### Given request A
Return the Data entries below line for line, with no changes.

IN THE SUPREME COURT OF THE STATE OF MONTANA


April 9, 2013

WEINHEIMER RANCH, INC., CLAIMANT AND APPELLANT,
v.
GEORGE A. POSPISIL, OBJECTOR AND APPELLEE.

APPEAL FROM: Montana Water Court, Lower Missouri Division, Judith River Basin, Cause No. 41S-A1 Honorable C. Bruce Loble, Chief WaterJudge

The opinion of the court was delivered by: Brian Morris

Submitted on Briefs: October 30, 2012

Decided: April 9, 2013

Filed:

Clerk

Justice Brian Morris delivered the Opinion of the Court.

¶1 Weinheimer Ranch, Inc. (the Ranch) appeals from an order of the Montana Water Court (Water Court) that the Ranch had failed to support with sufficient evidence its motion to amend its previously filed claim's historical right and priority date. We affirm.

¶2 We address the following issues on appeal:

¶3 Whether the facts in the record required an inference that the Ranch's predecessor in interest mistakenly had listed Section 9 instead of Section 4 on his 1896 Notice of Appropriation?

¶4 Whether the Water Court properly determined that the Ranch had failed to present substantial evidence in support of its motion to amend its claim?

BACKGROUND AND HISTORY

¶5 Pursuant to Article IX, Section 3(4), of the Montana Constitution, the legislature has provided for the administration, control, and regulation of water rights. Mont. Trout Unlimited v. Beaverhead Water Co., 2011 MT 151, ¶ 2, 361 Mont. 77, 255 P.3d 179; see also, §§ 85-2-101, MCA to 85-2-907, MCA. The Water Court possesses the exclusive authority to adjudicate existing water rights. Section 85-2-216, MCA; Rule 1(a), Water Rights Adjudication Rules (W. R. Adj. R.). The Court has set forth the Water Court's practices and procedures in the Montana Water Rights Adjudication Rules. See Rule 1(a), W. R. Adj. R.

(Data entries)
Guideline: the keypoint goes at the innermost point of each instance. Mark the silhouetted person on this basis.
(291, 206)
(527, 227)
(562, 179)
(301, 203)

### Given request B
According to the opening paragraph of the water rights opinion, why is Weinheimer Ranch, Inc. before the court?

### Worked solution A
Guideline: the keypoint goes at the innermost point of each instance. Mark the silhouetted person on this basis.
(291, 206)
(527, 227)
(562, 179)
(301, 203)

### Worked solution B
The Ranch is appealing an order of the Montana Water Court. That order held that the Ranch had failed to support with sufficient evidence its motion to amend its previously filed claim's historical right and priority date. The court affirms the order.